┌──
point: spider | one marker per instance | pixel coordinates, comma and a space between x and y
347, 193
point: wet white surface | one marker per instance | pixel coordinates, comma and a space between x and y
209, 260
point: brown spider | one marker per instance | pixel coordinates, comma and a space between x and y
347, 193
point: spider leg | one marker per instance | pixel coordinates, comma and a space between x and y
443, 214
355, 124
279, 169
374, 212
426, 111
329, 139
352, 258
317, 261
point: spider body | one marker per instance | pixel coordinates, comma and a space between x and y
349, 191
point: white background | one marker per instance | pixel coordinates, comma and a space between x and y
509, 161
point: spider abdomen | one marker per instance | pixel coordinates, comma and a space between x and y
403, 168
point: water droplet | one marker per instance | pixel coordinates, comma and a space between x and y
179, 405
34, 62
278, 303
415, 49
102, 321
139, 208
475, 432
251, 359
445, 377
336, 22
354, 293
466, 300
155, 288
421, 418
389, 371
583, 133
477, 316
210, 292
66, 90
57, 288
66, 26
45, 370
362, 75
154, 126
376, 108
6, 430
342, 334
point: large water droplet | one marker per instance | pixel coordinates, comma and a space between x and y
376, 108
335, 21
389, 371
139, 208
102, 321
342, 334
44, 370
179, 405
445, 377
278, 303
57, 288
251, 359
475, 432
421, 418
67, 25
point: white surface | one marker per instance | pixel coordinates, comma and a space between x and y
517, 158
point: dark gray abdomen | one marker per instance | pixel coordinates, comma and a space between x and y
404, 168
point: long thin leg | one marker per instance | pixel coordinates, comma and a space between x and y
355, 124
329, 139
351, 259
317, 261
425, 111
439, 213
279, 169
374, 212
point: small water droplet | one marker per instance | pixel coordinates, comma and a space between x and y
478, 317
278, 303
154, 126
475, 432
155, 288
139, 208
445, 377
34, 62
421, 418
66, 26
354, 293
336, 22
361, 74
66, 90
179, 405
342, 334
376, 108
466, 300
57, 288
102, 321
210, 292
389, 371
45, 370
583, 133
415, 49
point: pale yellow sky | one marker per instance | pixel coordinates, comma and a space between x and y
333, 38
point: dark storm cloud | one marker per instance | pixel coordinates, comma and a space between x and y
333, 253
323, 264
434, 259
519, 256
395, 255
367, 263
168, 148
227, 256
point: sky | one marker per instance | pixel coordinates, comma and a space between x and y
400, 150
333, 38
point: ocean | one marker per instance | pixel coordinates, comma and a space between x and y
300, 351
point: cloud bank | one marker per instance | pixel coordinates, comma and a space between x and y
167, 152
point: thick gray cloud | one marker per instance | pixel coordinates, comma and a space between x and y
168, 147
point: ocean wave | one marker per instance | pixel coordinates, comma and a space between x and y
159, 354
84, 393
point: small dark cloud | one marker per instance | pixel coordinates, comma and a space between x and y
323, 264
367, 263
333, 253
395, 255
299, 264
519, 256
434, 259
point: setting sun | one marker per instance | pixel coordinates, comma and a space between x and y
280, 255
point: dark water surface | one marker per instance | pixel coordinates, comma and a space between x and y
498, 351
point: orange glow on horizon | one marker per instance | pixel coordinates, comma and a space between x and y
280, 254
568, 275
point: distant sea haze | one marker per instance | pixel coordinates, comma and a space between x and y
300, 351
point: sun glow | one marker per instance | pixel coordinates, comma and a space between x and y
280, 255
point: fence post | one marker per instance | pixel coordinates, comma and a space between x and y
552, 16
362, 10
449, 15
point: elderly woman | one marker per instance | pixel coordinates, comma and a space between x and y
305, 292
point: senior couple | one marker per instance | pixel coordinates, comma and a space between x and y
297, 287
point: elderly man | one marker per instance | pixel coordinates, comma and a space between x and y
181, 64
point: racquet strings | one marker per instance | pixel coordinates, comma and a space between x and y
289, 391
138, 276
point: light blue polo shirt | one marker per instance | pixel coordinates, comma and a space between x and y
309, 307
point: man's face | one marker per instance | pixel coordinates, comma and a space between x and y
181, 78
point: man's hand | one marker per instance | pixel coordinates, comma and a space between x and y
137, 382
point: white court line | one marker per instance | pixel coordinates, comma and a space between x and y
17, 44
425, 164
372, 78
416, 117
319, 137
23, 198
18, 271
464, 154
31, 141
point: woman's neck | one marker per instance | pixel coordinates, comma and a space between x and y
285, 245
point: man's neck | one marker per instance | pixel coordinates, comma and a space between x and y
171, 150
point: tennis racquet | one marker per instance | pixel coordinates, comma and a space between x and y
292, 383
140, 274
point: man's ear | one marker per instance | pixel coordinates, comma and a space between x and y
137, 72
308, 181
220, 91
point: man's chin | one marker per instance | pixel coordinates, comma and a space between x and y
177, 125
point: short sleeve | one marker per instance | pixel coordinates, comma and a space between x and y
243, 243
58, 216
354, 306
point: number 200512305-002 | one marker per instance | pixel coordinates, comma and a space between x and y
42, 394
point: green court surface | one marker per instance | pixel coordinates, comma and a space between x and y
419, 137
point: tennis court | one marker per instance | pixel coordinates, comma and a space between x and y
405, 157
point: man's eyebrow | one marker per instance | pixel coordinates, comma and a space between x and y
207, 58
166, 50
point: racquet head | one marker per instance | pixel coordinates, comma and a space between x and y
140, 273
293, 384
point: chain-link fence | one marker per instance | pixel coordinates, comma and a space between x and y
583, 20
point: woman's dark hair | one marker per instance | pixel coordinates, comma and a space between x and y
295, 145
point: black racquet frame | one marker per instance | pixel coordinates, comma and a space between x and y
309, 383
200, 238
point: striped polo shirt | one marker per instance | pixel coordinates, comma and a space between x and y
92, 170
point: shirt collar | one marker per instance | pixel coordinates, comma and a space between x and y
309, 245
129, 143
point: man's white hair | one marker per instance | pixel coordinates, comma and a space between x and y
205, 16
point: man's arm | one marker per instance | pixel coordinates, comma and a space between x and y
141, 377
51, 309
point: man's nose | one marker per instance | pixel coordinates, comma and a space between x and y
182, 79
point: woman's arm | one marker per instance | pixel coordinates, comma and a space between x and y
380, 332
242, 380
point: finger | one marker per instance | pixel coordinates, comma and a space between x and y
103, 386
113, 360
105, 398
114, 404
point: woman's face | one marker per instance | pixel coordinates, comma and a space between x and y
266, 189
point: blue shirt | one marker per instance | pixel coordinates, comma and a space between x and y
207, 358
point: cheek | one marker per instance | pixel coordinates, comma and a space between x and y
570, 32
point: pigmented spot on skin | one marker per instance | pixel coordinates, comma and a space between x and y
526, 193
└──
Print every line of the records above without a single difference.

▶ Reply:
point: spider | one marker per instance | pixel coordinates, comma and a space between x and y
347, 193
point: wet white surface | one marker per instance | pixel coordinates, comma and a space between x and y
209, 260
point: brown spider | one marker per instance | pixel coordinates, comma and a space between x and y
347, 193
point: spider leg | one marker per instance | pixel coordinates, comma and a space between x and y
443, 214
355, 124
279, 169
374, 212
426, 111
329, 139
352, 258
317, 261
point: spider body | one marker per instance | pixel coordinates, comma and a space between x and y
349, 191
point: white background | one marker per instance | pixel coordinates, comma and a space between x and y
509, 161
point: spider abdomen | one marker per instance | pixel coordinates, comma and a space between x and y
403, 168
point: water droplet | one marker per instance | pixel coordinates, comma and a space between x and y
179, 405
34, 62
278, 303
415, 49
102, 321
139, 208
475, 432
251, 359
445, 377
336, 22
354, 293
466, 300
155, 288
421, 418
389, 371
583, 133
477, 316
210, 292
66, 90
57, 288
66, 26
45, 370
362, 75
154, 126
376, 108
6, 430
342, 334
point: large water droplet | one marker per instance | pixel coordinates, comma and a space between x and y
376, 108
335, 21
389, 371
139, 208
102, 321
342, 334
44, 370
179, 405
445, 377
278, 303
57, 288
251, 359
475, 432
421, 418
67, 25
point: white surface | one marker per instance | pixel coordinates, comma and a space between x and y
517, 158
point: dark gray abdomen | one marker per instance | pixel coordinates, comma and a space between x and y
404, 168
point: long thin leg | one marker per instance | pixel coordinates, comma and a space between x and y
355, 124
329, 139
351, 259
317, 261
425, 111
439, 213
279, 169
374, 212
point: small water droplet | one marker per instance | pixel coordinates, comma and a space between x and y
478, 317
278, 303
154, 126
475, 432
155, 288
139, 208
445, 377
34, 62
421, 418
66, 26
354, 293
336, 22
361, 74
66, 90
179, 405
342, 334
376, 108
466, 300
57, 288
102, 321
210, 292
389, 371
45, 370
583, 133
415, 49
point: pale yellow sky | one marker per instance | pixel coordinates, comma and a space between x and y
333, 38
point: dark storm cloud | one marker per instance | pixel coordinates, comma and a space between x and y
333, 253
323, 264
434, 259
519, 256
395, 255
367, 263
168, 148
227, 256
point: sky | one marker per instance | pixel coordinates, comma and a space between x and y
400, 150
333, 38
point: ocean | one marker per instance | pixel coordinates, comma and a space between x and y
300, 351
point: cloud bank | one marker per instance | pixel coordinates, comma and a space between x and y
167, 152
point: thick gray cloud | one marker per instance | pixel coordinates, comma and a space between x and y
168, 147
point: ocean wave | one marker per instance | pixel coordinates, comma and a space between x and y
159, 354
84, 393
point: small dark cloud | one marker per instance | pixel coordinates, comma and a space between x and y
323, 264
367, 263
333, 253
395, 255
299, 264
519, 256
434, 259
point: setting sun | one marker per instance | pixel coordinates, comma and a space between x and y
280, 255
point: dark water surface | one marker per instance | pixel coordinates, comma and a space between x and y
498, 351
point: orange glow on horizon | one marker per instance | pixel coordinates, comma and a space between x and y
280, 254
568, 275
point: distant sea haze | one marker per instance | pixel coordinates, comma and a space between x and y
300, 351
point: sun glow | one marker per instance | pixel coordinates, comma and a space between x and y
280, 255
point: fence post | one marker per instance | pixel coordinates, comma and a space between x and y
552, 16
362, 10
449, 15
point: elderly woman | one marker per instance | pixel coordinates, comma and a space between x and y
305, 292
point: senior couple | one marker per instance | pixel coordinates, comma and a space between x and y
297, 287
point: elderly man | one marker per instance | pixel coordinates, comma and a space between x and y
181, 64
point: racquet strings | one marker per instance | pixel coordinates, comma and a space between x and y
289, 391
138, 276
point: light blue polo shirt | one marker per instance | pixel coordinates, comma and a space between x and y
309, 307
point: man's face | one marker per instance | pixel coordinates, comma and a space between x and y
181, 78
point: man's hand | one marker per instance | pixel coordinates, comma and a space between x and y
137, 382
point: white court line | one marker per instance | pixel coordinates, comma and a space between x and y
17, 44
425, 164
372, 78
416, 117
319, 137
23, 198
18, 271
464, 154
31, 141
point: woman's neck | one marker per instance | pixel coordinates, comma and a space between x and y
285, 245
point: man's neck | one marker per instance | pixel coordinates, comma and a space between x and y
171, 150
point: tennis racquet | one marker per instance | pixel coordinates, comma and a space between x and y
292, 383
140, 274
point: man's ear | one marker per instance | pixel coordinates, comma and a space between x and y
137, 72
308, 181
220, 91
point: man's chin | one marker per instance | pixel coordinates, comma and a space between x and y
177, 125
point: short sleeve | one marker per instance | pixel coordinates, comma and a space between x and y
243, 243
58, 216
354, 306
point: number 200512305-002 | one marker per instance | pixel coordinates, comma and a space between x and y
42, 394
point: green court surface | one marker per instance | pixel coordinates, comma and a space between x and y
419, 137
point: tennis court | one marker per instance | pixel coordinates, comma and a space between x and y
405, 157
point: man's eyebrow | one marker per instance | pixel coordinates, comma and a space between x and y
207, 58
166, 50
point: racquet head | one marker per instance | pixel coordinates, comma and a space between x and y
140, 273
293, 384
point: chain-link fence | one marker per instance | pixel coordinates, comma and a space between x and y
583, 20
point: woman's dark hair | one marker per instance | pixel coordinates, comma and a space between x and y
295, 145
point: black racquet frame | one marker per instance | pixel coordinates, comma and a space between x and y
309, 383
200, 238
point: striped polo shirt | one marker per instance | pixel coordinates, comma and a space between x and y
92, 170
point: shirt collar | one marker per instance | pixel coordinates, comma and a space between x and y
309, 245
129, 143
point: man's white hair | one marker per instance | pixel coordinates, comma and a space between x and y
205, 16
point: man's arm | one marker per instance | pixel coordinates, comma and a space between x and y
141, 377
51, 309
point: man's nose | one marker per instance | pixel coordinates, comma and a space between x and y
182, 79
point: woman's arm | one marker per instance | pixel coordinates, comma and a space between x and y
380, 332
242, 380
point: finger | one marker per instance | pixel coordinates, comma and a space between x and y
103, 386
113, 360
105, 398
114, 404
point: woman's face | one marker per instance | pixel coordinates, comma and a space between x and y
266, 189
point: blue shirt | one marker per instance | pixel coordinates, comma and a space between x and y
207, 358
point: cheek | one marker per instance | pixel coordinates, comma and a space between x and y
570, 32
point: pigmented spot on skin | one marker per instance | pixel coordinates, comma and a space between x and y
526, 193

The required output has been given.